### Document passage
According to the comparative results, the proposed Boosted Attention method leads to significant performance increase across all evaluation metrics compared to the original baselines without stimulus-based attention. On Flickr30K, using our method results in 2.6\(\%\), 5.6\(\%\), 2.3\(\%\) and 12\(\%\) of relative improvements on BLEU-4, ROUGE-L, METEOR and CIDEr, while on MSCOCO the improvements are 5.7\(\%\), 2.0\(\%\), 2.7\(\%\) and 5.6\(\%\) for corresponding evaluation metrics. Moreover, boosted by the stimulus-based attention, our models are capable of achieving state-of-the-art performance on both datasets.

Table 1. Performance comparison with the state-of-the-art on Flickr30K and MSCOCO (test split in [12]). Baseline is our augmented baseline model without stimulus-based attention, BAM indicates the proposed Boosted Attention model and BAM\(^{*}\) denotes the model without using pre-trained stimulus-based attention but with the same architecture as BAM. Reported scores are BLEU-4 (B@4), METEOR (MT), ROUGE-L (RG) and CIDEr (CD). The relative improvement by using the proposed method over its baseline is shown in percentage.

Table 2. Online results (C5) on the MSCOCO evaluation platform, \(\dagger \) indicates ensemble of models. Our result is obtained from an ensemble of 4 models trained under different random seeds.

To further study the contributions of stimulus-based attention, we conduct experiments using a model with the same architecture as the proposed model but not initialized on pre-trained weights for stimulus-based attention. In this case, the stimulus-based attention \(W_{sal}\) is trained end-to-end and not fixed during supervised learning. As shown in Table 1, models with pre-trained stimulus-based attention (BAM) are able to consistently outperform models without stimulus-based attention (BAM\(^{*}\)), indicating that stimulus-based attention plays an essential role on boosting the performance and the improvement of our method is not merely due to advantages of modifications on architecture.

5.2 Qualitative Results

In addition to quantitative evaluations, in this section we further demonstrate the effectiveness of proposed method via comparing qualitative results computed by models with and without using our method. Figure 4 shows the captions generated based the two models, together with the corresponding stimulus-based attention maps computed by models using the Boosted Attention method. Stimulus-based attention maps are generated by normalizing the average activation within the CNN features at different spatial locations.

Fig. 4.

Qualitative results for models with and without using the Boosted Attention method. From left to right: original images, stimulus-based attention map, and captions corresponding to the images. Captions generated by models with and without using Boosted Attention method are colored in red and black respectively, while the ground-truth human generated captions are colored in blue. (Color figure online)
######
## Exercise description
Quote the Boosted Attention passage word for word, everything from "According to the" down to "on both datasets.". Rely solely on the Boosted Attention passage for your answers.
### Dataset entries
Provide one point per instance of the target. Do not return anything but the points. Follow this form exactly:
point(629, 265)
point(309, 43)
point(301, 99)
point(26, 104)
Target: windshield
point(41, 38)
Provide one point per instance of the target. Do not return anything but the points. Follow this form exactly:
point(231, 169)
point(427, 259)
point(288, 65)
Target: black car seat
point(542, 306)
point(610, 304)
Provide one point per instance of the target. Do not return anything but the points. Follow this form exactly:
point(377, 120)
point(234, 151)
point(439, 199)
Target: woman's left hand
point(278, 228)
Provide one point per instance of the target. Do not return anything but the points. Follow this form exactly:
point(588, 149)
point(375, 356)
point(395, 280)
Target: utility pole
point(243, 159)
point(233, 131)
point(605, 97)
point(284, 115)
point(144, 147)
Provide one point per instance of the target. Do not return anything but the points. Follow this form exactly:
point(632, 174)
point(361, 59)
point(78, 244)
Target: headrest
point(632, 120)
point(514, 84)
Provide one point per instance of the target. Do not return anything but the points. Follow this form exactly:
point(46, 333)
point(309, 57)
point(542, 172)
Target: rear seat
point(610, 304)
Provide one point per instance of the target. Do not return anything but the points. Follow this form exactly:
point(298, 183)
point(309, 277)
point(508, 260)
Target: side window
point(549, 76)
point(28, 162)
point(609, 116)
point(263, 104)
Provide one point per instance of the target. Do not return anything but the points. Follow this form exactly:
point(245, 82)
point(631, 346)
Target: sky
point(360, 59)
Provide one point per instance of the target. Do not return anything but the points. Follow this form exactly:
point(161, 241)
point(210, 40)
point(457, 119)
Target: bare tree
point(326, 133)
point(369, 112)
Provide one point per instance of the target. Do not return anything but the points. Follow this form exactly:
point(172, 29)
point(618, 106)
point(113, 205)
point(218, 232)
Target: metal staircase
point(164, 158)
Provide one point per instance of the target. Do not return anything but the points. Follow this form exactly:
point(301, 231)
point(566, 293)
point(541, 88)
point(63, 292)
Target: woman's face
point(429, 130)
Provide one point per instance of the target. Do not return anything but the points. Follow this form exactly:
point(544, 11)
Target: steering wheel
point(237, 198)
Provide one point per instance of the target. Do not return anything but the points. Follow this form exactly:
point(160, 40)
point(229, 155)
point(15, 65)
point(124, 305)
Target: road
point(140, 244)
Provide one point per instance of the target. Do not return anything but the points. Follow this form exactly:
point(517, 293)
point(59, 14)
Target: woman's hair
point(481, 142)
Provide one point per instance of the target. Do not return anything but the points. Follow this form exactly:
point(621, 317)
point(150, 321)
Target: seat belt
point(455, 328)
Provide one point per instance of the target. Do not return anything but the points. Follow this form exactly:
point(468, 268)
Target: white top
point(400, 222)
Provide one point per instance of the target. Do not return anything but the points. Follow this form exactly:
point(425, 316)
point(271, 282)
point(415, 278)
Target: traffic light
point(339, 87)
######
## Task answer
According to the comparative results, the proposed Boosted Attention method leads to significant performance increase across all evaluation metrics compared to the original baselines without stimulus-based attention. On Flickr30K, using our method results in 2.6\(\%\), 5.6\(\%\), 2.3\(\%\) and 12\(\%\) of relative improvements on BLEU-4, ROUGE-L, METEOR and CIDEr, while on MSCOCO the improvements are 5.7\(\%\), 2.0\(\%\), 2.7\(\%\) and 5.6\(\%\) for corresponding evaluation metrics. Moreover, boosted by the stimulus-based attention, our models are capable of achieving state-of-the-art performance on both datasets.